**Excerpted records:**
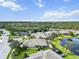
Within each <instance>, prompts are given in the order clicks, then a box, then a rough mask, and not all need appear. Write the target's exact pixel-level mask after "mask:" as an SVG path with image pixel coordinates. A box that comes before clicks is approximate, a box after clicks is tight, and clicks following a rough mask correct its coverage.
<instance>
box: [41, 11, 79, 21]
mask: <svg viewBox="0 0 79 59" xmlns="http://www.w3.org/2000/svg"><path fill="white" fill-rule="evenodd" d="M40 19H41V20H42V21H76V20H79V10H72V11H66V10H54V11H47V12H45V13H44V14H43V16H42V17H40Z"/></svg>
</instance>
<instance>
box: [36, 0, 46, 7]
mask: <svg viewBox="0 0 79 59" xmlns="http://www.w3.org/2000/svg"><path fill="white" fill-rule="evenodd" d="M35 5H37V6H38V7H44V4H43V0H37V2H36V3H35Z"/></svg>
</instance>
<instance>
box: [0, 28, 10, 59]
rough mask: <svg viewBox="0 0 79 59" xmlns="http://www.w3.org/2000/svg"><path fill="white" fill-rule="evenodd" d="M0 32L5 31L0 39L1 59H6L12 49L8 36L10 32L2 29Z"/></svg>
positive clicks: (0, 30) (2, 34) (0, 50)
mask: <svg viewBox="0 0 79 59" xmlns="http://www.w3.org/2000/svg"><path fill="white" fill-rule="evenodd" d="M0 31H3V34H2V36H1V37H0V39H1V40H0V59H6V57H7V55H8V53H9V51H10V49H11V48H10V47H9V43H8V38H9V37H8V35H9V32H8V31H7V30H5V29H0Z"/></svg>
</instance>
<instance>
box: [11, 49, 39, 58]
mask: <svg viewBox="0 0 79 59" xmlns="http://www.w3.org/2000/svg"><path fill="white" fill-rule="evenodd" d="M37 51H38V50H37V49H36V48H28V49H25V50H24V49H20V48H16V49H15V51H14V53H13V54H14V55H12V56H11V59H24V57H28V56H30V55H31V54H34V53H36V52H37Z"/></svg>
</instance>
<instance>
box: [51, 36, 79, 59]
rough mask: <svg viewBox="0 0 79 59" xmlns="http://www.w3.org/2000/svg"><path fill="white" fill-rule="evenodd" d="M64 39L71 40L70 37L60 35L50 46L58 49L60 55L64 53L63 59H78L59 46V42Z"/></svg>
mask: <svg viewBox="0 0 79 59" xmlns="http://www.w3.org/2000/svg"><path fill="white" fill-rule="evenodd" d="M64 38H72V36H65V35H62V36H60V37H58V38H55V39H54V40H53V41H52V44H53V45H54V46H55V47H56V48H58V49H59V50H60V51H61V52H62V53H65V54H67V56H66V57H64V59H79V56H76V55H74V54H73V53H71V51H70V50H68V49H67V48H65V47H63V46H61V45H60V42H61V40H63V39H64Z"/></svg>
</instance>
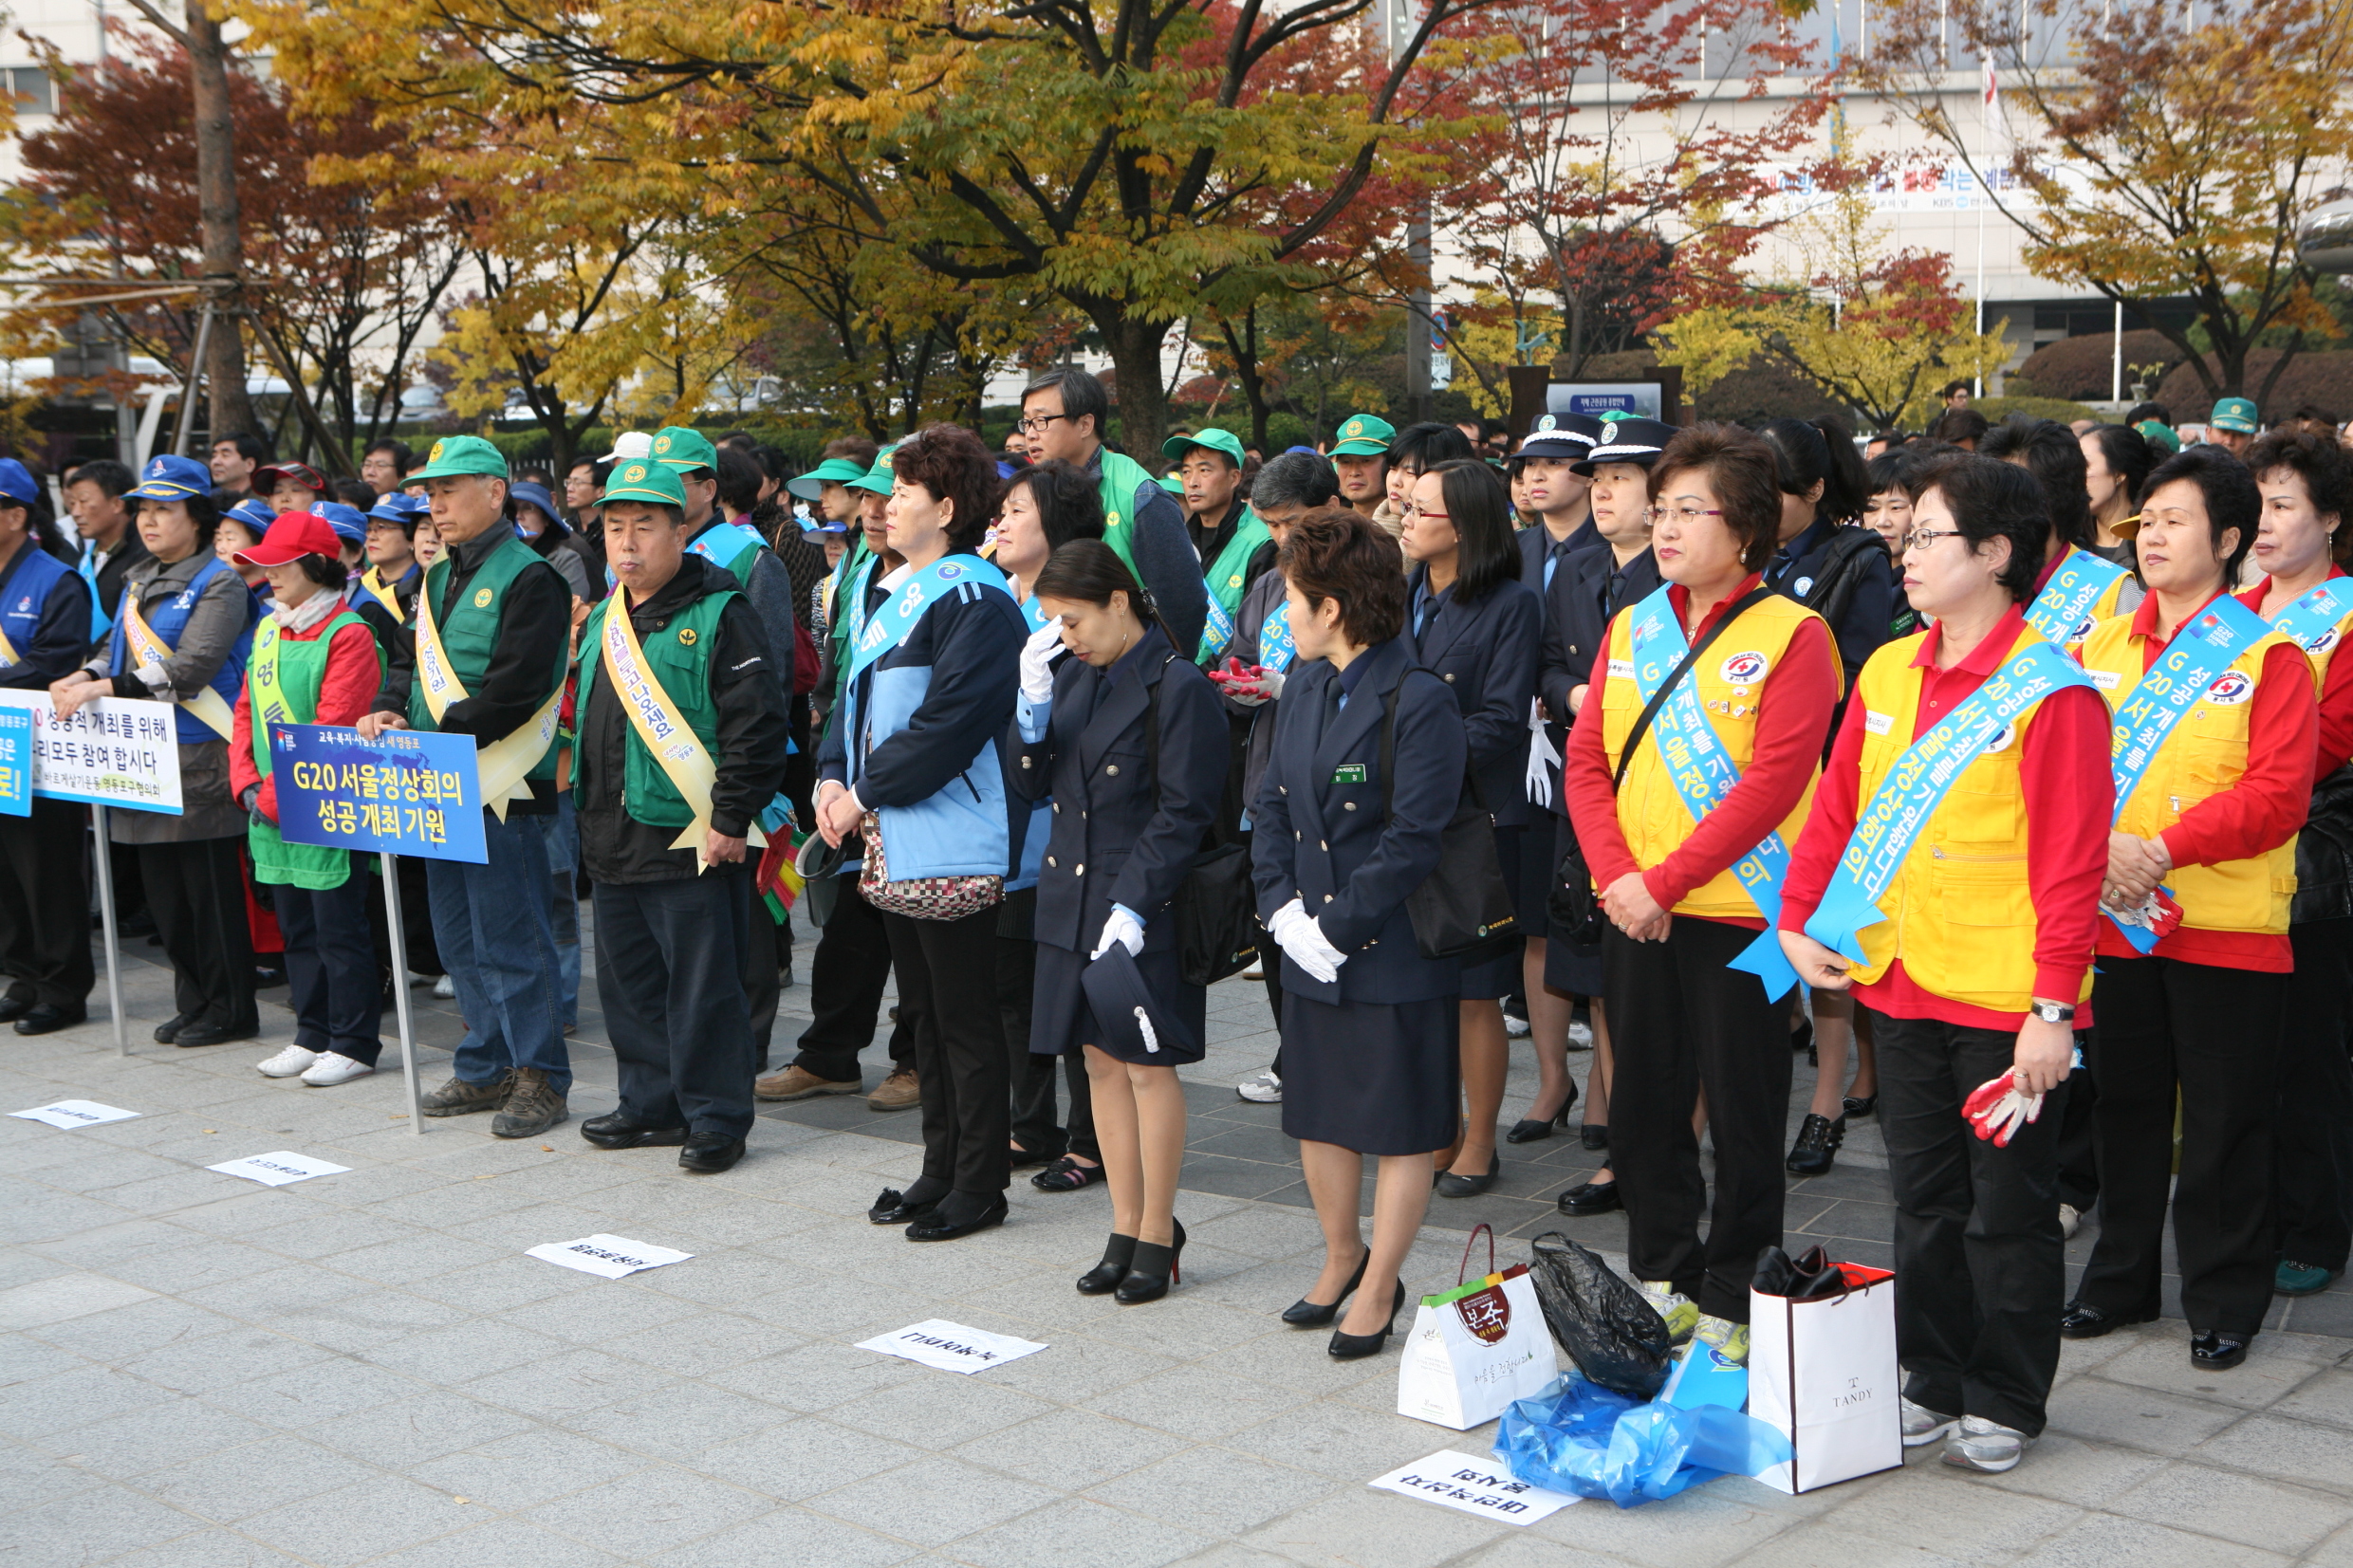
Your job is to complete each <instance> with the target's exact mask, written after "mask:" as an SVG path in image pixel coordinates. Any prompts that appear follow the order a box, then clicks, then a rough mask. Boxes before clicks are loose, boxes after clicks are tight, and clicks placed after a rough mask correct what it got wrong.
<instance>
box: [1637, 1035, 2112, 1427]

**Problem requirements:** Your answer must consist of the entries, unchanged, with no pictures in it.

**Result of this task:**
Within each <instance>, prompts are given in the order clicks, then a box, then a rough mask, and not all need appear. Write the target's exact pixel-level mask after "mask:" as an SVG path with image pixel coordinates. A box that comes before clicks is approximate, a box after clicks is tight, and clicks following a rough mask correct its coverage.
<instance>
box: [41, 11, 79, 21]
mask: <svg viewBox="0 0 79 59" xmlns="http://www.w3.org/2000/svg"><path fill="white" fill-rule="evenodd" d="M40 19H41V20H42V21H76V20H79V10H72V11H66V10H54V11H47V12H45V13H44V14H43V16H42V17H40Z"/></svg>
</instance>
<instance>
box: [36, 0, 46, 7]
mask: <svg viewBox="0 0 79 59" xmlns="http://www.w3.org/2000/svg"><path fill="white" fill-rule="evenodd" d="M35 5H37V6H38V7H44V4H43V0H37V2H36V3H35Z"/></svg>
</instance>
<instance>
box: [0, 28, 10, 59]
rough mask: <svg viewBox="0 0 79 59" xmlns="http://www.w3.org/2000/svg"><path fill="white" fill-rule="evenodd" d="M0 32L5 31L0 39L1 59H6L12 49L8 36L10 32L2 29Z"/></svg>
positive clicks: (0, 30) (2, 34) (0, 50)
mask: <svg viewBox="0 0 79 59" xmlns="http://www.w3.org/2000/svg"><path fill="white" fill-rule="evenodd" d="M0 31H3V34H2V36H1V37H0V39H1V40H0V59H6V57H7V55H8V53H9V51H10V49H11V48H10V47H9V43H8V38H9V37H8V35H9V32H8V31H7V30H5V29H0Z"/></svg>
</instance>
<instance>
box: [11, 49, 39, 58]
mask: <svg viewBox="0 0 79 59" xmlns="http://www.w3.org/2000/svg"><path fill="white" fill-rule="evenodd" d="M37 51H38V50H37V49H36V48H28V49H25V50H24V49H20V48H16V49H15V51H14V53H13V54H14V55H12V56H11V59H24V57H28V56H30V55H31V54H34V53H36V52H37Z"/></svg>
</instance>
<instance>
box: [51, 36, 79, 59]
rough mask: <svg viewBox="0 0 79 59" xmlns="http://www.w3.org/2000/svg"><path fill="white" fill-rule="evenodd" d="M64 39L71 40L70 37L60 35L50 46L58 49L60 55L64 53L63 59H78L59 46V42Z"/></svg>
mask: <svg viewBox="0 0 79 59" xmlns="http://www.w3.org/2000/svg"><path fill="white" fill-rule="evenodd" d="M64 38H72V36H65V35H62V36H60V37H58V38H55V39H54V40H53V41H52V44H53V45H54V46H55V47H56V48H58V49H59V50H60V51H61V52H62V53H65V54H67V56H66V57H64V59H79V56H76V55H74V54H73V53H71V51H70V50H68V49H67V48H65V47H63V46H61V45H60V42H61V40H63V39H64Z"/></svg>
</instance>
Your job is to complete each <instance> with the target's exact mask, written after "mask:" as an SVG path in image pixel coordinates. Any prompts that appear follow the order a box, then clicks, then a rough mask. Boxes before clicks are loose, boxes after clicks are tight, and clicks placed after a rough mask correct what it got wrong.
<instance>
box: [1637, 1035, 2112, 1427]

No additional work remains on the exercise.